### PROBLEM REQUIREMENTS:
Give the data below again exactly as written, without its pictures.

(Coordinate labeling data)

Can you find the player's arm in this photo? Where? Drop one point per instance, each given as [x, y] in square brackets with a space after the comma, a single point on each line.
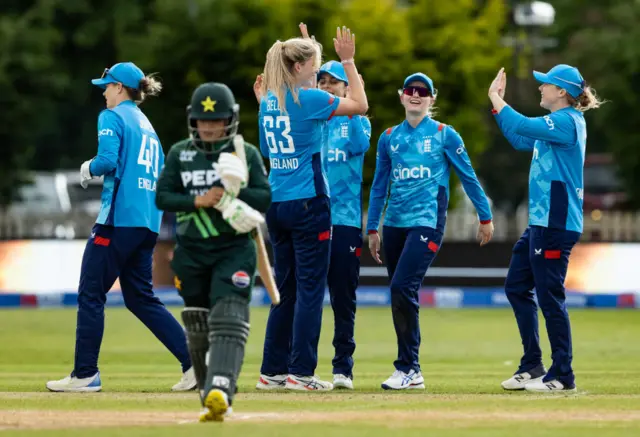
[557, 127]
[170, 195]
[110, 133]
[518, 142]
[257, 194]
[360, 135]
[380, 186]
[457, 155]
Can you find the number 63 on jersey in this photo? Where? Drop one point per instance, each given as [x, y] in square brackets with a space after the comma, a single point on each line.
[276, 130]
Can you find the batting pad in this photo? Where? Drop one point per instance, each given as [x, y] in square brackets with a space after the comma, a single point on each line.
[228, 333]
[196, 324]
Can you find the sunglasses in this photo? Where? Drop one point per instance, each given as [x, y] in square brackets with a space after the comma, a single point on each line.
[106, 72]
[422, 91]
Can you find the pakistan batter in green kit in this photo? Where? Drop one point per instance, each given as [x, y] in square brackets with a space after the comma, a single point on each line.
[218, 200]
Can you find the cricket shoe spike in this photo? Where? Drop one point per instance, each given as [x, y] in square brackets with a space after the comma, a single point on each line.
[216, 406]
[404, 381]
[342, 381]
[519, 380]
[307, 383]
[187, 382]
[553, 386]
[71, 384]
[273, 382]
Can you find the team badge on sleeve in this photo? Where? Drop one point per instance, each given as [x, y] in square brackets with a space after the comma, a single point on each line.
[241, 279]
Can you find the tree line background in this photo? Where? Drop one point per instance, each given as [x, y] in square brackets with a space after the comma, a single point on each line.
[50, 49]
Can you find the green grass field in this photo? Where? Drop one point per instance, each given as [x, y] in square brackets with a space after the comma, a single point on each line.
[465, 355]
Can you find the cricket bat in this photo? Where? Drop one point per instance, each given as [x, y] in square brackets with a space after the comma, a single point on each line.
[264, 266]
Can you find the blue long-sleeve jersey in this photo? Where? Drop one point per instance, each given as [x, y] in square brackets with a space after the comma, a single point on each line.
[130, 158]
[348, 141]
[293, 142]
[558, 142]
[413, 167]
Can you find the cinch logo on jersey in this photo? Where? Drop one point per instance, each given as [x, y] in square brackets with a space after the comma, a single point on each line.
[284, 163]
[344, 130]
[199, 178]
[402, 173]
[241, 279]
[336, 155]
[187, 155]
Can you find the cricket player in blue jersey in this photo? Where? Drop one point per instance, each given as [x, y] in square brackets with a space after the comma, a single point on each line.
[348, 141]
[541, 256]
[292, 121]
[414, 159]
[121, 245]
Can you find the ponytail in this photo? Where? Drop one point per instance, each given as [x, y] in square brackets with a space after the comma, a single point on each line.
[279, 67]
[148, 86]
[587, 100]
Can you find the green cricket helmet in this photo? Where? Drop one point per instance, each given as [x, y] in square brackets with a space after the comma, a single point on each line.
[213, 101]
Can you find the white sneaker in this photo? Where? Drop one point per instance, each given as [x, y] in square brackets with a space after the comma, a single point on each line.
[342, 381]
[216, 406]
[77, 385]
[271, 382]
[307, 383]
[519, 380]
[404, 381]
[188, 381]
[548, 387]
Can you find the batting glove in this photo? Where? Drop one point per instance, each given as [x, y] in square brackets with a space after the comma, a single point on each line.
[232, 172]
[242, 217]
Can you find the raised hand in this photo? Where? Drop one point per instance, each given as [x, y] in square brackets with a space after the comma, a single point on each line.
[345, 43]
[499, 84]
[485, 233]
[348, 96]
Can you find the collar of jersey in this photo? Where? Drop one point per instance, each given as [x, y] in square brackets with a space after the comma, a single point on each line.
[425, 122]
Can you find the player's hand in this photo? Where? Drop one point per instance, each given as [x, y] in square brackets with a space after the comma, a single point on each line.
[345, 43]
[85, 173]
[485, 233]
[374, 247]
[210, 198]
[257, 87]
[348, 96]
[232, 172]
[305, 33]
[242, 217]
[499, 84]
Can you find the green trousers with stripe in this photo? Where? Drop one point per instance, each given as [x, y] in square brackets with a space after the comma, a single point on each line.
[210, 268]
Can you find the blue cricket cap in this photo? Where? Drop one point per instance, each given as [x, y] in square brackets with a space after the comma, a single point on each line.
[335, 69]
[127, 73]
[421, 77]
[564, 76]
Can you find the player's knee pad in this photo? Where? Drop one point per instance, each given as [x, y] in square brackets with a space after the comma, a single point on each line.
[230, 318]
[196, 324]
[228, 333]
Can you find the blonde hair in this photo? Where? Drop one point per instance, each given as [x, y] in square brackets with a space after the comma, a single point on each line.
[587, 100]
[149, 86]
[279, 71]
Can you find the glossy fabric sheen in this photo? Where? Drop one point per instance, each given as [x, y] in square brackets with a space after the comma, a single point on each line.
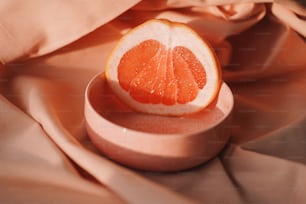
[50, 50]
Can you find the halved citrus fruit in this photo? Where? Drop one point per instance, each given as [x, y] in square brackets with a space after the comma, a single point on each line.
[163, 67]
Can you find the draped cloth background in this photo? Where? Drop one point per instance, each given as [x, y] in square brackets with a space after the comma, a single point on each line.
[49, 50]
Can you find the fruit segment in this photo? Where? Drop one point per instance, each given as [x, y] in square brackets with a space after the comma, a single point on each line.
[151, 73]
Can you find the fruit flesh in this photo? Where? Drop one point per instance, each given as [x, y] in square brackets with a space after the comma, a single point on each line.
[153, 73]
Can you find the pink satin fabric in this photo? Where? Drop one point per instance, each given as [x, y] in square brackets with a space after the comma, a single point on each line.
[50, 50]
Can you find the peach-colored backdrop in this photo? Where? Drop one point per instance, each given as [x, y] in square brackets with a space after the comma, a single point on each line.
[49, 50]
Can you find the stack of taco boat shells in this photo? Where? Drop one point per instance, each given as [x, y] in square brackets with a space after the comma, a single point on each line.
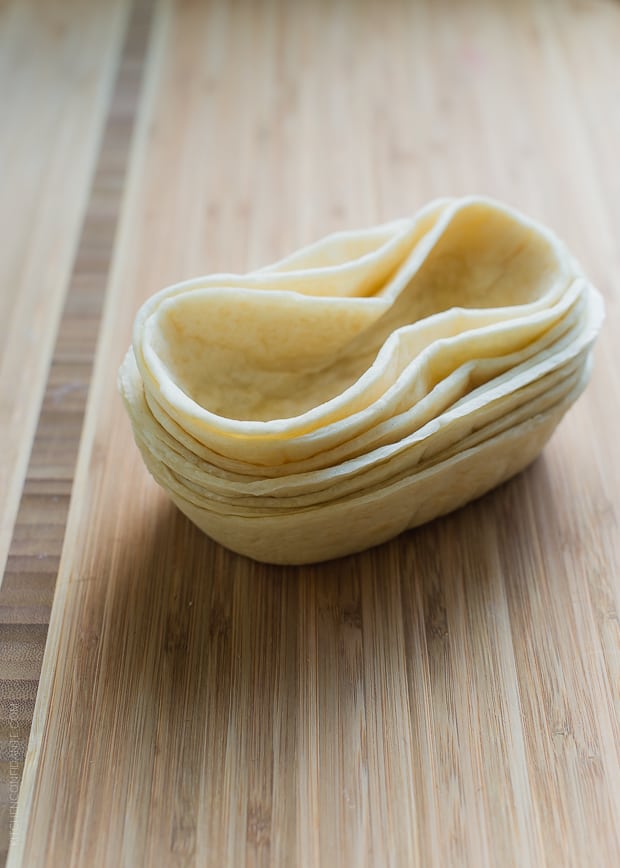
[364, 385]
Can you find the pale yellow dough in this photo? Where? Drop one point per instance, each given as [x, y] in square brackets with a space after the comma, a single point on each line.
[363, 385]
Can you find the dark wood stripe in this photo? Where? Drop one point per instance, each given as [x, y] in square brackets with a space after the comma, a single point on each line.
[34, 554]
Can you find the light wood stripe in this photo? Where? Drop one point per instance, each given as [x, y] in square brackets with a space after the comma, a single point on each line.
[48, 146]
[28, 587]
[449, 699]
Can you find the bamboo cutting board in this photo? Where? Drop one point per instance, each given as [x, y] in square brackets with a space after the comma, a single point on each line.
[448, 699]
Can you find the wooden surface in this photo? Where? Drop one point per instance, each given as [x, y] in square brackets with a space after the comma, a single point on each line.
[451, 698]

### RESULT:
Can you find the player's arm in this photo? Where? Drop one point per instance, each given as [x, y] in square brackets with a space after the comma, a single point on each line.
[557, 127]
[170, 195]
[110, 133]
[518, 142]
[257, 194]
[360, 135]
[380, 186]
[457, 155]
Can you find the number 63 on jersey in this photo? Where? Drop one point per instance, each given as [x, y] in square brackets with a space after the comma, a single point on each line.
[276, 130]
Can you find the batting pad in this photo? Where? Drop one point per instance, each given as [x, y] in square brackets with a space after the comma, a single point on each line.
[228, 333]
[196, 324]
Can you find the sunglasses in this photo? Where? Drop one point per instance, each given as [x, y] in square brackets with a space after the comma, a single point on each line.
[106, 72]
[422, 91]
Can you find the pakistan batter in green kit in this photo? Where? Drop one point per instance, each given as [x, y] in square brackets with a space after the comma, a single point on each line.
[218, 200]
Can you find the cricket shoe spike in this photo? Where? Drop one point per instance, each given as [x, y] in square brackets with a space after the comma, a single point on each line.
[216, 406]
[404, 381]
[342, 381]
[519, 380]
[307, 383]
[187, 382]
[553, 386]
[71, 384]
[273, 382]
Can you find the team badge on sleeve in this photo? Where? Drop one point per instance, each given as [x, y] in square brackets with a space after the comma, a single point on each line.
[241, 279]
Can you find the tree line background in this photo? Where? Drop one point per instance, each given as [x, y] in square brackets with a space after the comma, a single point on each line.
[50, 49]
Can you find the green grass field in this photo? Where? Drop one point per instance, each given as [x, y] in square brackets with a space after the comma, a single point on each line.
[465, 355]
Can you find the cricket bat in this photo? Where? Drop one point per instance, each given as [x, y] in square brackets with a space after the comma, a single point on each line.
[264, 266]
Can you find the blue long-sleeve jersey in this photo? Where? Drop one point per instance, each given as [x, y] in square brackets with a space after the comma, a single point on each line.
[130, 158]
[348, 141]
[293, 142]
[558, 142]
[413, 167]
Can you find the cinch logo on jersey in this photo? Where? Drop one point per instance, each given as [x, y] in square brackets with a space after the comma, a single point on each line.
[284, 163]
[344, 130]
[199, 178]
[402, 173]
[241, 279]
[336, 155]
[187, 155]
Can you find the cricket player in blue jersey in this photo? Where? Drop one point per instance, each given as [x, y] in square brackets with a space after the comma, a single point on each line.
[348, 141]
[541, 256]
[292, 121]
[414, 159]
[121, 245]
Can you find the ponytail in this photo? Where? Drop one point per instance, each given as [x, y] in square brackets with a space after the comma, a single point on each line.
[279, 67]
[148, 86]
[587, 100]
Can you find the green cricket helmet in this photo? Where? Drop one point per instance, each given as [x, y] in square brackets with a space after the comma, a single point on each line.
[213, 101]
Can you find the white sneaker in this photo? Where? Drop one point per instance, each given as [x, y] in square brackets with a space after the comma, a single point on each line.
[342, 381]
[216, 406]
[77, 385]
[271, 382]
[307, 383]
[519, 380]
[404, 381]
[188, 381]
[548, 387]
Can you find the batting glove in this photo? Where? Drop one point per instance, each given as [x, y] in square brackets with a space after the comma, a single point on each line.
[232, 172]
[242, 217]
Can you find the raised hand in this photo? Where? Drop one point per instance, each given as [x, y] in square brackets with a space after the comma, a single point on each line.
[345, 43]
[499, 84]
[485, 233]
[348, 96]
Can you find the collar of jersey in this photo? Where? Drop one point per instance, each given as [x, y] in square brackets with a space after the comma, a single point on each line.
[425, 122]
Can you find the player's hand in this photo? Where? Drop one point per instance, each given as [x, y] in square brackets with a space after the comma, a single point on each line.
[345, 43]
[85, 173]
[485, 233]
[374, 247]
[210, 198]
[257, 87]
[348, 96]
[232, 172]
[305, 33]
[242, 217]
[499, 84]
Can you find the green trousers with stripe in this photo? Where? Drop one point per instance, each given as [x, y] in square brackets with a space after the comma, a single point on each line.
[210, 268]
Can you find the blue cricket cap in this photo? Where? Drop one point per instance, each given as [x, y] in square brackets with a space after the comma, a single point on each line.
[335, 69]
[127, 73]
[421, 77]
[564, 76]
Can you find the player's knee pad in this photo? Where? Drop one point per instance, each given as [x, y] in square brackets with a space after the comma, a single point on each line.
[230, 318]
[196, 324]
[228, 333]
Can you find the blonde hair in this photo? Where? Drop one point per instance, each given as [x, y] in square brackets with a space after the comma, a single point on each line.
[587, 100]
[149, 86]
[279, 71]
Can you find the glossy fabric sheen in this photo? Where? Drop one point per instance, each given as [x, y] in square brackets with a space after the comma, a single point on each line.
[50, 50]
Can you find the halved citrus fruit in this photo? Where? Drop one point per instance, each given as [x, y] in square brackets with a space after the comma, a single point on each line.
[163, 67]
Can you find the draped cloth background in this photo? Where? Drop one point per instance, each given as [x, y] in square brackets with a space after the comma, a single point on each line.
[49, 50]
Can you find the fruit segment in this photo? Where? Drop one point per instance, each given as [x, y] in square brackets with a space after the comma, a single point on each line.
[151, 73]
Can you find the fruit flesh in this photo? Where? Drop one point per instance, each given as [x, y] in square brackets with a space after the comma, a single point on each line.
[153, 73]
Can you find the pink satin fabric in this photo? Where? Drop one point per instance, each given as [x, y] in square brackets with a space after the comma, a single point on each line.
[50, 50]
Can you find the peach-colored backdrop in this photo? Where? Drop one point per instance, each given as [x, y] in square brackets with a space after the comma, a single point on each line.
[49, 50]
Can you find the stack of taco boat shells in this photo? Where? Drop one point per instance, each given as [x, y] in square brackets with a space after the comma, a single point on each line.
[364, 385]
Can you find the pale yellow dough in this photo? Where? Drop one point per instance, each given as [x, y] in square brackets with a space after the comma, a single point on each line.
[363, 385]
Can you find the dark wood stripe in this photo? Where? Drop one point per instance, each given as [x, y] in square brackets with a space after the comma, a single point on each line.
[34, 554]
Can you find the light wood stripe in this photo? Where? Drop one point per instance, each given as [x, y] in square brackets with a space after the comma, a single point on each line.
[48, 146]
[28, 587]
[449, 699]
Can you find the bamboo cutting board in this photo? Where? Drop one point per instance, each given as [x, y] in square brackets with a space after the comma, a single point on each line.
[448, 699]
Can you find the wooden surface in this photo? Where? Drop one point per instance, each given as [x, y] in square brackets with a space after the comma, a single point on each line.
[451, 698]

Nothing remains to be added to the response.